SET PROBLEM —
Write out exactly the lines below that run from the line containing "indicate the circular" through the last line of the records.

Recorded data
■ ■ ■ ■ ■ ■ ■

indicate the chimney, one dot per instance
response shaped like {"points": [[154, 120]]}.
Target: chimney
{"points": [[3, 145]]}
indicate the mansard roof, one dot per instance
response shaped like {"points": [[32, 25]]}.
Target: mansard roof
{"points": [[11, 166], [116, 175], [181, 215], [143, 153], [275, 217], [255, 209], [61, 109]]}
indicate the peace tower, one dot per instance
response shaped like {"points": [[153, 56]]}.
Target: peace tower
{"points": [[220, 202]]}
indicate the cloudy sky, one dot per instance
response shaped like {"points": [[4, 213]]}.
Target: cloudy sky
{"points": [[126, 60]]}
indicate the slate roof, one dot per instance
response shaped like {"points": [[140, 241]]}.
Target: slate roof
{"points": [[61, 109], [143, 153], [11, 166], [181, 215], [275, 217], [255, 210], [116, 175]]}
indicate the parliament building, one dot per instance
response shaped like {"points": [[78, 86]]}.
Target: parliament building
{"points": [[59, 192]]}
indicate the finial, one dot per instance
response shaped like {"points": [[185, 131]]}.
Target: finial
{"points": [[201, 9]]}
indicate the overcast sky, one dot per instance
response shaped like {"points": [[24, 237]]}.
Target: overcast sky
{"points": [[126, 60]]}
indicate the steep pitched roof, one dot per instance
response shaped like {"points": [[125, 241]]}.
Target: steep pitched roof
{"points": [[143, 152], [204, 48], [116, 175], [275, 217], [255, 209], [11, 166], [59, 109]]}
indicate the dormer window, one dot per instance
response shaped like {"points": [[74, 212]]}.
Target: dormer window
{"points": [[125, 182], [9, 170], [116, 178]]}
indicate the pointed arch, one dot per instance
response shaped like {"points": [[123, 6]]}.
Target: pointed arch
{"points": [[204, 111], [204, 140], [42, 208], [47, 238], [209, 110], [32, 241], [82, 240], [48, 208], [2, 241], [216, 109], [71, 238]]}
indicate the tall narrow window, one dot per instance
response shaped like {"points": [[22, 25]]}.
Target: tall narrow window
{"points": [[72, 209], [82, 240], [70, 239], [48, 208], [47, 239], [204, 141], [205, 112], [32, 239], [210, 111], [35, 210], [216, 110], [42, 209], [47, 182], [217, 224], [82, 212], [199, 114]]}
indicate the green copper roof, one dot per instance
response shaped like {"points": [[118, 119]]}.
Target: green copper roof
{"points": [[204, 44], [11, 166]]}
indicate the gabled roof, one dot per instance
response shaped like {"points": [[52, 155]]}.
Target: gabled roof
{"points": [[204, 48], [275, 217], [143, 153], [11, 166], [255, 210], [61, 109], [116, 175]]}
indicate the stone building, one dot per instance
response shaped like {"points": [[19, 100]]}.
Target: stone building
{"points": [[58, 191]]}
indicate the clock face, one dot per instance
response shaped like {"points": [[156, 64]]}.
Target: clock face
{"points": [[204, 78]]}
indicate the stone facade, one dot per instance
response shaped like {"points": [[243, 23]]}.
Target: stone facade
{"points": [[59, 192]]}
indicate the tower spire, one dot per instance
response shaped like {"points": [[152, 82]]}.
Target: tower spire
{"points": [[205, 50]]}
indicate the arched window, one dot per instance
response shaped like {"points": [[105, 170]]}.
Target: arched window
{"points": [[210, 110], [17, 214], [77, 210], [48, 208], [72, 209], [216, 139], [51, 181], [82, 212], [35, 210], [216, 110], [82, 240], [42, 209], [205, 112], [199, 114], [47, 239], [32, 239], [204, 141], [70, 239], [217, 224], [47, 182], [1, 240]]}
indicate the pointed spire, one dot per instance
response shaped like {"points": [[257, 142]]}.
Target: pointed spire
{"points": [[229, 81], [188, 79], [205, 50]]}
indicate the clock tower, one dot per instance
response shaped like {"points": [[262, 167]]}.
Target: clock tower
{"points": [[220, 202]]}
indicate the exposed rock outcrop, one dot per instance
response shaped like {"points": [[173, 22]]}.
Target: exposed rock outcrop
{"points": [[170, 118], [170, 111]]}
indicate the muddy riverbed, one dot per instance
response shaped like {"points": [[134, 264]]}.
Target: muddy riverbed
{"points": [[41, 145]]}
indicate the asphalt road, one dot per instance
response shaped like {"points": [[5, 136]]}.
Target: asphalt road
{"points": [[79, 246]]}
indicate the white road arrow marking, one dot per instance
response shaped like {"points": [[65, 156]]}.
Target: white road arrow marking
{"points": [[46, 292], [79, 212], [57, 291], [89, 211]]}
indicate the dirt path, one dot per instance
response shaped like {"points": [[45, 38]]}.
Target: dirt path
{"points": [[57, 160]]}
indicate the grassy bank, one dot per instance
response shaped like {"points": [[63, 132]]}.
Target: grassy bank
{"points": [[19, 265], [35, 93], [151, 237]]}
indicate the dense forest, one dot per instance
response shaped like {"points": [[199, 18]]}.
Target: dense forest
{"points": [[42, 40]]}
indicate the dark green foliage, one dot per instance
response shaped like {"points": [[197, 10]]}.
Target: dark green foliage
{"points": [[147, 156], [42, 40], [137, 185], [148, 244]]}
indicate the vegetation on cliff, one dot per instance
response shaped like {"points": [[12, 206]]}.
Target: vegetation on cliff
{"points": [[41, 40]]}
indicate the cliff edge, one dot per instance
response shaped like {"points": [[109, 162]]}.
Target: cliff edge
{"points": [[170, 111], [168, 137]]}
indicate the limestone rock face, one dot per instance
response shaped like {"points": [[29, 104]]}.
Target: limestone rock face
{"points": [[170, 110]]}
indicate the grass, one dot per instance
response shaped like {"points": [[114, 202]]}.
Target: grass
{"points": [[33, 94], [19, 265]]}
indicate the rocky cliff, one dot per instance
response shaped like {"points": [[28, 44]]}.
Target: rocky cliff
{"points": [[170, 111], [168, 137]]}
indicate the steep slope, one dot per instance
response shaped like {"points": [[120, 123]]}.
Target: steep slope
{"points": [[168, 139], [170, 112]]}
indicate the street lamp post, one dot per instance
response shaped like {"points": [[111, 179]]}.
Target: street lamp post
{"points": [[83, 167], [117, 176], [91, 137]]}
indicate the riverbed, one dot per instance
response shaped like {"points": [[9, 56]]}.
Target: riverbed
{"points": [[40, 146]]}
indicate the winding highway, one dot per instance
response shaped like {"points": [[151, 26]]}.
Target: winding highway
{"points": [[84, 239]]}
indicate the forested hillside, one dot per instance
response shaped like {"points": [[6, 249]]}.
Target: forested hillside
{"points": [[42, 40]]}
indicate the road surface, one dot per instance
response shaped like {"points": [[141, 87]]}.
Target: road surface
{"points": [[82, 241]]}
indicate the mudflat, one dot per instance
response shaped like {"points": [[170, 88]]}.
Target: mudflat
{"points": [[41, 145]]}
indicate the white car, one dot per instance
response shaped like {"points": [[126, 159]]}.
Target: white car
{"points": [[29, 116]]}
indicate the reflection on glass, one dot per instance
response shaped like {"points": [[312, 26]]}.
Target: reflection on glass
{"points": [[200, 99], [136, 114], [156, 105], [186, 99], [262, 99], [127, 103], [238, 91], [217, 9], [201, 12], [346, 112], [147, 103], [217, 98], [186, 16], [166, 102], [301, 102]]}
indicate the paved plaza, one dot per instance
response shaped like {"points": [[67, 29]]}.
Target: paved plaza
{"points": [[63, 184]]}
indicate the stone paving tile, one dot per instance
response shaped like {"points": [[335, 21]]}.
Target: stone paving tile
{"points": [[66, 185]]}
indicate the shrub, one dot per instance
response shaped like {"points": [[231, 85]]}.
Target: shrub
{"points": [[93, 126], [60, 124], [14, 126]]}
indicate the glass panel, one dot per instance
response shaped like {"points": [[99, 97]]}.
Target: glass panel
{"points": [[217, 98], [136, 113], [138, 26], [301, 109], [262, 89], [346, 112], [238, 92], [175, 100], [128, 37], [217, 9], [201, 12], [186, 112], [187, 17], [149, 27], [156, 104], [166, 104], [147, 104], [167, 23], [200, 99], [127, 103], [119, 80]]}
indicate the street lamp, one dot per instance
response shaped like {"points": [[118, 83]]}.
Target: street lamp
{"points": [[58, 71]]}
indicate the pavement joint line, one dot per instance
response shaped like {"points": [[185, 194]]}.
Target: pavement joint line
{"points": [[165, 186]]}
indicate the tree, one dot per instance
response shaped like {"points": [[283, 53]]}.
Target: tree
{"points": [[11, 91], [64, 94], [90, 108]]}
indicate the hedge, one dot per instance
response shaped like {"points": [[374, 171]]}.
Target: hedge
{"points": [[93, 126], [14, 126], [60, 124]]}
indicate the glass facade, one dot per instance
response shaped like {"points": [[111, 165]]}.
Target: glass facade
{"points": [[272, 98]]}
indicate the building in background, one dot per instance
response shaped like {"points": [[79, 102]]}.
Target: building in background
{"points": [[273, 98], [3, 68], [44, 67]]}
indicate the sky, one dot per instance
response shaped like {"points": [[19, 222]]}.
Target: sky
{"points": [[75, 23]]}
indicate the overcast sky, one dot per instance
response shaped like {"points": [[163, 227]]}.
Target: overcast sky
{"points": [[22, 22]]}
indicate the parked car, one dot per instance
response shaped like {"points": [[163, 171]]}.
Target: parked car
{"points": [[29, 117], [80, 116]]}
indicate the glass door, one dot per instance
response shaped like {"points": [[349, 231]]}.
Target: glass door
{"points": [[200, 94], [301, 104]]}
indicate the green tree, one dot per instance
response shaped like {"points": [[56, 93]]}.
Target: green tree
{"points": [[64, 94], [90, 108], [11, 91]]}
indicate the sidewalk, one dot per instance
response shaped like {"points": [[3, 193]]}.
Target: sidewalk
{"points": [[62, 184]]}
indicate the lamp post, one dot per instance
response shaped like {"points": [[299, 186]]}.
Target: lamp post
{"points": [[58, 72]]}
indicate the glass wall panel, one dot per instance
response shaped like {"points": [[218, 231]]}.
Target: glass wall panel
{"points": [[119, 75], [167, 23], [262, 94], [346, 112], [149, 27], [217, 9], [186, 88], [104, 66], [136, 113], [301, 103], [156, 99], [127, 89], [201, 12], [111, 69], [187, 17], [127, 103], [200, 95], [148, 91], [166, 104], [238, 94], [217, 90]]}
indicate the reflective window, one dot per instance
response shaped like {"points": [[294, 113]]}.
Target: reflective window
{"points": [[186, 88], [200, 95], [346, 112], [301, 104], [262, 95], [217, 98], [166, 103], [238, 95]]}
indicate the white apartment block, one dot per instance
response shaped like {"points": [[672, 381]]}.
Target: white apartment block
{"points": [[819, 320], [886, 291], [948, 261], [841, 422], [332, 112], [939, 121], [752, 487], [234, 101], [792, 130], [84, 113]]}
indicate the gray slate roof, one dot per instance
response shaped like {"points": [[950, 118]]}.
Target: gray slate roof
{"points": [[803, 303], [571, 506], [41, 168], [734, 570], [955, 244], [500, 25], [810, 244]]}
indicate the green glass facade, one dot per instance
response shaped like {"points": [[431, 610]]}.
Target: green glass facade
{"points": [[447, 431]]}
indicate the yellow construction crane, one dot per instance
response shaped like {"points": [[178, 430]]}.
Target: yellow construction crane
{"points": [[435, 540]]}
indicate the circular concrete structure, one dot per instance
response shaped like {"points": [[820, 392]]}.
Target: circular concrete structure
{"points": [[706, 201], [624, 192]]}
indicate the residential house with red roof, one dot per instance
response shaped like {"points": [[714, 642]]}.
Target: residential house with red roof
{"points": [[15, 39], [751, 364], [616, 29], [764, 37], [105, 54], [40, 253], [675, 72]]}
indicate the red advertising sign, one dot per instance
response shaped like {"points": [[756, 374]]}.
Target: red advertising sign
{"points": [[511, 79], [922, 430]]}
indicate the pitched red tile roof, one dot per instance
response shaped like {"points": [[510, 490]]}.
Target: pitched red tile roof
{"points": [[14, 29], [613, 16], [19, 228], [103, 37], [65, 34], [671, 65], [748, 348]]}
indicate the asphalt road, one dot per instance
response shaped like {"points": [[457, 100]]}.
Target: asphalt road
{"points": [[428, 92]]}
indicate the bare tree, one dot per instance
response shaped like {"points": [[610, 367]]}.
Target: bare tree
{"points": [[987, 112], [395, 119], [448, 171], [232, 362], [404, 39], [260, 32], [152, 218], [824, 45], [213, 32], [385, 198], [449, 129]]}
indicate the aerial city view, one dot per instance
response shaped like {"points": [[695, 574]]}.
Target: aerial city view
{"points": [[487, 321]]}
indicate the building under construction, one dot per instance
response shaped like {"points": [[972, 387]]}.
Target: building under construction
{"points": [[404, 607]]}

■ ■ ■ ■ ■ ■ ■

OUTPUT OF THE TASK —
indicate the circular concrete structure, one dot per instance
response shaped like {"points": [[820, 392]]}.
Target: circular concrete structure
{"points": [[706, 201], [624, 192]]}
indicate the residential house with red roof, one dot per instance
response shaped like {"points": [[714, 642]]}.
Target: residential house with red roof
{"points": [[15, 39], [751, 364], [616, 29], [764, 37], [105, 54], [40, 253], [675, 72]]}
indicate the red advertising sign, one dot per instance
response shaped like {"points": [[756, 374]]}.
Target: red advertising sign
{"points": [[511, 79], [922, 430]]}
indicate the pitched red tile roof, one dot per instance
response shaped like {"points": [[510, 490]]}.
Target: pitched red tile roof
{"points": [[14, 29], [613, 16], [19, 228], [103, 37], [65, 34], [671, 65], [748, 348]]}
indicate the asphalt road, one dot per instance
response shaped like {"points": [[457, 100]]}.
Target: asphalt road
{"points": [[428, 92]]}
indicate the bare tree, one dot per instance
response shaped like {"points": [[610, 367]]}.
Target: bare tree
{"points": [[987, 112], [395, 119], [448, 171], [232, 362], [404, 39], [260, 32], [152, 218], [824, 45], [213, 32], [385, 198], [449, 129]]}
indicate the aerial city view, one dot per instance
response shaped like {"points": [[695, 574]]}.
Target: aerial city view
{"points": [[487, 321]]}
indicate the building under construction, one dot per instance
response shaped like {"points": [[972, 387]]}.
Target: building under construction
{"points": [[404, 607]]}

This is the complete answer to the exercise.